● Directions: Copy out every one of the following entries word for word, leaving out the pictures.

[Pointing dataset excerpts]
--- Begin ---
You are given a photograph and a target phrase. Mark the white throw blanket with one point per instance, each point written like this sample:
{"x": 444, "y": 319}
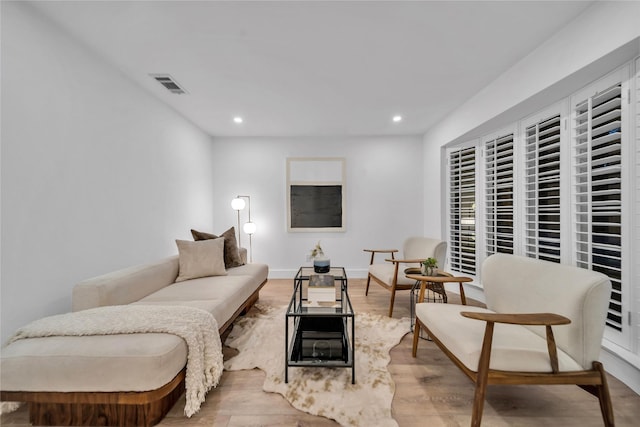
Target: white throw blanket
{"x": 197, "y": 327}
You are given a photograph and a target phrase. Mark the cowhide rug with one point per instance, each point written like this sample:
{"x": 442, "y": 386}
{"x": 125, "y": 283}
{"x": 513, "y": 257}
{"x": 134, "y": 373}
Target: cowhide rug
{"x": 323, "y": 391}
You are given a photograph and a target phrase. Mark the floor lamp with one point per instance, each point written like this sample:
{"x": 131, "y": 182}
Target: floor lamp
{"x": 249, "y": 227}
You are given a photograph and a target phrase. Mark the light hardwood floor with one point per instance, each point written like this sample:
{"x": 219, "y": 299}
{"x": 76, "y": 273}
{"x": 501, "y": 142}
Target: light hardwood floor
{"x": 430, "y": 390}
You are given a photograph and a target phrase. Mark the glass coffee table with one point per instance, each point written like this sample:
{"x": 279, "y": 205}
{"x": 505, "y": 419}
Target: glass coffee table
{"x": 322, "y": 332}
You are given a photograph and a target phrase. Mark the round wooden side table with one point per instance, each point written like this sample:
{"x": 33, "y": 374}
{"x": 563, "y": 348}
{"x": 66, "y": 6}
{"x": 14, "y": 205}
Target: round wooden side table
{"x": 435, "y": 286}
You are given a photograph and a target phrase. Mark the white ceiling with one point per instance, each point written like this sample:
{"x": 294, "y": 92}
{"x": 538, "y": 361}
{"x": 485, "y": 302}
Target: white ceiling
{"x": 314, "y": 68}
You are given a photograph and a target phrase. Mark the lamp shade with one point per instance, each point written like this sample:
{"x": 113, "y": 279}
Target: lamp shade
{"x": 238, "y": 204}
{"x": 249, "y": 227}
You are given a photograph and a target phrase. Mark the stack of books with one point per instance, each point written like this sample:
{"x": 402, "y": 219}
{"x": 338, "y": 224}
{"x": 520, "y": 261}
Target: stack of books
{"x": 322, "y": 289}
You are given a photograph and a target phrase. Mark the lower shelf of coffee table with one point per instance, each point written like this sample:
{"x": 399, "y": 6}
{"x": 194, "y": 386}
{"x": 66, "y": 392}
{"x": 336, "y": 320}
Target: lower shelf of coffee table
{"x": 321, "y": 341}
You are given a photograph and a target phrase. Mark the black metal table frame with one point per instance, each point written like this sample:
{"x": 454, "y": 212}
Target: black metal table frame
{"x": 297, "y": 311}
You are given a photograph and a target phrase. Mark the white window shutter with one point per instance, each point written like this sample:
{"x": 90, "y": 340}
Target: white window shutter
{"x": 542, "y": 189}
{"x": 597, "y": 138}
{"x": 462, "y": 206}
{"x": 499, "y": 195}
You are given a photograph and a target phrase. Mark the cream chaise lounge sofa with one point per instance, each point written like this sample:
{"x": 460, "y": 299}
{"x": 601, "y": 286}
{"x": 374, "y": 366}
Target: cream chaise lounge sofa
{"x": 122, "y": 379}
{"x": 543, "y": 324}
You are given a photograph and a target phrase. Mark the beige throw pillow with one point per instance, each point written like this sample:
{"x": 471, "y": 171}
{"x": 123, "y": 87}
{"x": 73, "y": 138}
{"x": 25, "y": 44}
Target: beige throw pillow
{"x": 231, "y": 254}
{"x": 200, "y": 259}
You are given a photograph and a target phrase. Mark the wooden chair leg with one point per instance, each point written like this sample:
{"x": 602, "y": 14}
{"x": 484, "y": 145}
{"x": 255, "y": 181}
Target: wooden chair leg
{"x": 393, "y": 299}
{"x": 604, "y": 397}
{"x": 416, "y": 338}
{"x": 463, "y": 298}
{"x": 482, "y": 376}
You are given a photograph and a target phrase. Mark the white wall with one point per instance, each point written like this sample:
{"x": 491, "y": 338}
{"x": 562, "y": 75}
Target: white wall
{"x": 96, "y": 174}
{"x": 570, "y": 59}
{"x": 384, "y": 182}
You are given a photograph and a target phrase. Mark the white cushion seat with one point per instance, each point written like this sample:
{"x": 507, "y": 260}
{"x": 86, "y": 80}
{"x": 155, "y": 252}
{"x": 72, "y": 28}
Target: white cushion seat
{"x": 514, "y": 348}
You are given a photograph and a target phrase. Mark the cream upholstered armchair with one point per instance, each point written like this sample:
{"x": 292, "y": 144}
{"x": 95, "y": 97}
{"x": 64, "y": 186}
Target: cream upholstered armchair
{"x": 390, "y": 276}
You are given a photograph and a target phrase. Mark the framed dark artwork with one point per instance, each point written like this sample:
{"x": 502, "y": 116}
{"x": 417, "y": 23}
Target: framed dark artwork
{"x": 315, "y": 195}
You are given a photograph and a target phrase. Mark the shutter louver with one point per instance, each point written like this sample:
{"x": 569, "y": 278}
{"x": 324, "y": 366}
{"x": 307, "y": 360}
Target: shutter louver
{"x": 499, "y": 195}
{"x": 462, "y": 218}
{"x": 597, "y": 175}
{"x": 542, "y": 190}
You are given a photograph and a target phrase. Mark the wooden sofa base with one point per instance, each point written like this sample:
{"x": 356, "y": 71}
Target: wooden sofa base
{"x": 124, "y": 409}
{"x": 100, "y": 409}
{"x": 593, "y": 381}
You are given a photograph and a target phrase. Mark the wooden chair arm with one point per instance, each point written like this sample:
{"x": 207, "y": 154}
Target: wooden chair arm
{"x": 405, "y": 261}
{"x": 529, "y": 319}
{"x": 375, "y": 251}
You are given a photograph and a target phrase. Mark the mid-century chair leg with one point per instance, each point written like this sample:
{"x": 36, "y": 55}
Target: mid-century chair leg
{"x": 482, "y": 376}
{"x": 416, "y": 338}
{"x": 604, "y": 397}
{"x": 393, "y": 298}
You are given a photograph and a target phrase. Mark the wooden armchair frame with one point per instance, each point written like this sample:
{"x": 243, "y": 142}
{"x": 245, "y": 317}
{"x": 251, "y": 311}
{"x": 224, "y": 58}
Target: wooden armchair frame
{"x": 594, "y": 380}
{"x": 395, "y": 286}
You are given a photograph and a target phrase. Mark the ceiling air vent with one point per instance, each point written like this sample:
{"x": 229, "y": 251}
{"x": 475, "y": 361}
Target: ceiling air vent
{"x": 168, "y": 82}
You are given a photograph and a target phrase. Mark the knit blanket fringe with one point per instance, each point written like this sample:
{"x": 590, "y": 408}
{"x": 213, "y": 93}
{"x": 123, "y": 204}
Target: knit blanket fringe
{"x": 197, "y": 327}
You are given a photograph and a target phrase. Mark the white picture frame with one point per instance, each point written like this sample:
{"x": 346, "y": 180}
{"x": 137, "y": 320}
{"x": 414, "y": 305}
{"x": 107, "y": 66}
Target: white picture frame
{"x": 316, "y": 196}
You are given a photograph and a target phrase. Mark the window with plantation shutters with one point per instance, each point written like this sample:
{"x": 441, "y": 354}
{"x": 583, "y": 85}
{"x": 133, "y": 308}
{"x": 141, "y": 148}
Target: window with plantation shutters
{"x": 462, "y": 210}
{"x": 498, "y": 195}
{"x": 542, "y": 189}
{"x": 597, "y": 189}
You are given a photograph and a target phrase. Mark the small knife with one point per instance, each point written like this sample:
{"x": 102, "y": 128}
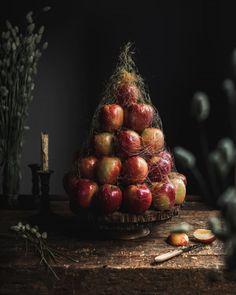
--- End ---
● Solution:
You are given a photograph and a target phrase. Mark the white throw blanket with one point per instance, each point written like this sample:
{"x": 444, "y": 319}
Target: white throw blanket
{"x": 197, "y": 327}
You are given a photograph and a target phrase. Mark the cowhide rug with one point per instance, each point written like this sample:
{"x": 442, "y": 386}
{"x": 125, "y": 283}
{"x": 513, "y": 257}
{"x": 134, "y": 373}
Target: cowhide rug
{"x": 323, "y": 391}
You are given a photograph and a target phrase. Mark the floor lamp with one point per instance, each point written like this sample:
{"x": 131, "y": 182}
Target: floor lamp
{"x": 249, "y": 227}
You are given a photograph and a target phrase. Mark the light hardwood floor with one point per instance, each point written like this sample:
{"x": 219, "y": 299}
{"x": 76, "y": 273}
{"x": 501, "y": 142}
Target: light hardwood floor
{"x": 430, "y": 390}
You are given a photograph and a target phrase. Mark the glass coffee table with one point per instance, each point written like this sample:
{"x": 279, "y": 205}
{"x": 505, "y": 419}
Target: glass coffee table
{"x": 322, "y": 332}
You are given a photograph and a target phrase. Mark the round wooden side table with one point per instance, each point written like this sample:
{"x": 33, "y": 374}
{"x": 563, "y": 348}
{"x": 66, "y": 6}
{"x": 14, "y": 205}
Target: round wooden side table
{"x": 435, "y": 286}
You are given a photograph and a target phrase. Mark the white ceiling with one point per instance, each point written like this sample:
{"x": 294, "y": 92}
{"x": 538, "y": 361}
{"x": 485, "y": 302}
Target: white ceiling
{"x": 314, "y": 68}
You are given a photograph and a target phrase. Mark the lamp shade with one point per instance, each point written like this sample:
{"x": 113, "y": 279}
Target: lamp shade
{"x": 238, "y": 204}
{"x": 249, "y": 227}
You are given a photograph and a target phrase. Mark the stack of books with one point per instance, each point written like this sample:
{"x": 402, "y": 219}
{"x": 338, "y": 224}
{"x": 520, "y": 261}
Target: stack of books
{"x": 322, "y": 289}
You are given a photograph and a target phrase. Mark the lower shelf of coffee table with one point per instance, each point written like this sample:
{"x": 399, "y": 6}
{"x": 194, "y": 386}
{"x": 66, "y": 392}
{"x": 336, "y": 320}
Target: lower shelf of coffee table
{"x": 321, "y": 341}
You are given a photograph and a target phrase. Mark the black metal table frame with one point per instance, each point written like this sample:
{"x": 454, "y": 212}
Target: black metal table frame
{"x": 297, "y": 311}
You are given a photograph and a target phrase. Mark the white window shutter with one point per instance, each point written like this sample:
{"x": 90, "y": 340}
Target: white window shutter
{"x": 542, "y": 189}
{"x": 597, "y": 138}
{"x": 462, "y": 206}
{"x": 499, "y": 195}
You are given a photograph and a target phrase. Mark the cream chaise lounge sofa with one point per instance, each point written like this sample:
{"x": 460, "y": 299}
{"x": 601, "y": 286}
{"x": 374, "y": 366}
Target: cream chaise lounge sofa
{"x": 122, "y": 379}
{"x": 543, "y": 324}
You are given a photograph and a target phrase. Mark the beige throw pillow with one point per instance, each point written like this sample:
{"x": 471, "y": 171}
{"x": 123, "y": 87}
{"x": 73, "y": 138}
{"x": 25, "y": 44}
Target: beige throw pillow
{"x": 231, "y": 254}
{"x": 200, "y": 259}
You are given a photograph and a target phrase. Mark the wooden chair leg with one point per instance, each point written like this sample:
{"x": 602, "y": 14}
{"x": 484, "y": 145}
{"x": 255, "y": 181}
Target: wooden chair leg
{"x": 393, "y": 299}
{"x": 604, "y": 397}
{"x": 416, "y": 338}
{"x": 463, "y": 298}
{"x": 482, "y": 376}
You are given a photograph and a target phrase. Mark the white wall with one point per instance, each point written like this sample:
{"x": 491, "y": 338}
{"x": 562, "y": 75}
Target: white wall
{"x": 96, "y": 174}
{"x": 570, "y": 59}
{"x": 384, "y": 182}
You are given a photograph and a target phrase. Mark the white cushion seat with one point per instance, each point written like this sample:
{"x": 507, "y": 260}
{"x": 86, "y": 80}
{"x": 155, "y": 252}
{"x": 72, "y": 28}
Target: white cushion seat
{"x": 514, "y": 348}
You are given a photograph and a target phrase. Mark the cream upholstered armchair with one point per instance, each point written like this sample:
{"x": 292, "y": 144}
{"x": 95, "y": 97}
{"x": 64, "y": 186}
Target: cream upholstered armchair
{"x": 390, "y": 276}
You are given a photograph and a target phrase. Mark the framed dark artwork with one point per instance, each point written like this sample:
{"x": 502, "y": 116}
{"x": 417, "y": 23}
Target: framed dark artwork
{"x": 315, "y": 195}
You are given a photograph and a target phrase. Mark the shutter louver with one point per instance, each point written like this sample:
{"x": 569, "y": 278}
{"x": 324, "y": 366}
{"x": 307, "y": 360}
Target: shutter louver
{"x": 499, "y": 195}
{"x": 462, "y": 218}
{"x": 597, "y": 175}
{"x": 542, "y": 190}
You are given a photograph and a target phrase. Mark the wooden sofa base with one point per instance, each point written like this sample:
{"x": 356, "y": 71}
Target: wooden sofa base
{"x": 124, "y": 409}
{"x": 100, "y": 409}
{"x": 593, "y": 381}
You are given a photograph and a target phrase. Mark the wooden chair arm with one point per instance, each point written like this sample:
{"x": 207, "y": 154}
Target: wooden chair arm
{"x": 405, "y": 261}
{"x": 529, "y": 319}
{"x": 375, "y": 251}
You are given a photograph and a target phrase. Mark the mid-century chair leg with one point per instance, each point written like this sample:
{"x": 36, "y": 55}
Target: mid-century chair leg
{"x": 482, "y": 376}
{"x": 416, "y": 338}
{"x": 604, "y": 397}
{"x": 393, "y": 298}
You are given a photograph and a target phrase. Mark the wooden armchair frame with one point per instance, each point written like this sample:
{"x": 243, "y": 142}
{"x": 245, "y": 317}
{"x": 251, "y": 311}
{"x": 224, "y": 58}
Target: wooden armchair frame
{"x": 594, "y": 380}
{"x": 395, "y": 286}
You are given a photograph and a target phrase. Mark the ceiling air vent with one point per instance, each point written like this sample:
{"x": 229, "y": 251}
{"x": 475, "y": 361}
Target: ceiling air vent
{"x": 168, "y": 82}
You are given a photograph and a target phrase. Mark the knit blanket fringe with one point per instance, each point written like this sample:
{"x": 590, "y": 408}
{"x": 213, "y": 93}
{"x": 123, "y": 204}
Target: knit blanket fringe
{"x": 197, "y": 327}
You are given a photograph and a target phrase. Mark the white picture frame with one point per instance, each point written like this sample:
{"x": 346, "y": 180}
{"x": 137, "y": 320}
{"x": 414, "y": 305}
{"x": 107, "y": 66}
Target: white picture frame
{"x": 316, "y": 196}
You are given a photograph and a target phrase. Mark the window with plantation shutters with one point per instance, each point written like this sample:
{"x": 441, "y": 354}
{"x": 583, "y": 85}
{"x": 133, "y": 308}
{"x": 141, "y": 148}
Target: window with plantation shutters
{"x": 462, "y": 210}
{"x": 498, "y": 195}
{"x": 542, "y": 189}
{"x": 597, "y": 189}
You are given a photograph and a target phrase. Mark the small knife with one point per instance, each point written like this sample:
{"x": 102, "y": 128}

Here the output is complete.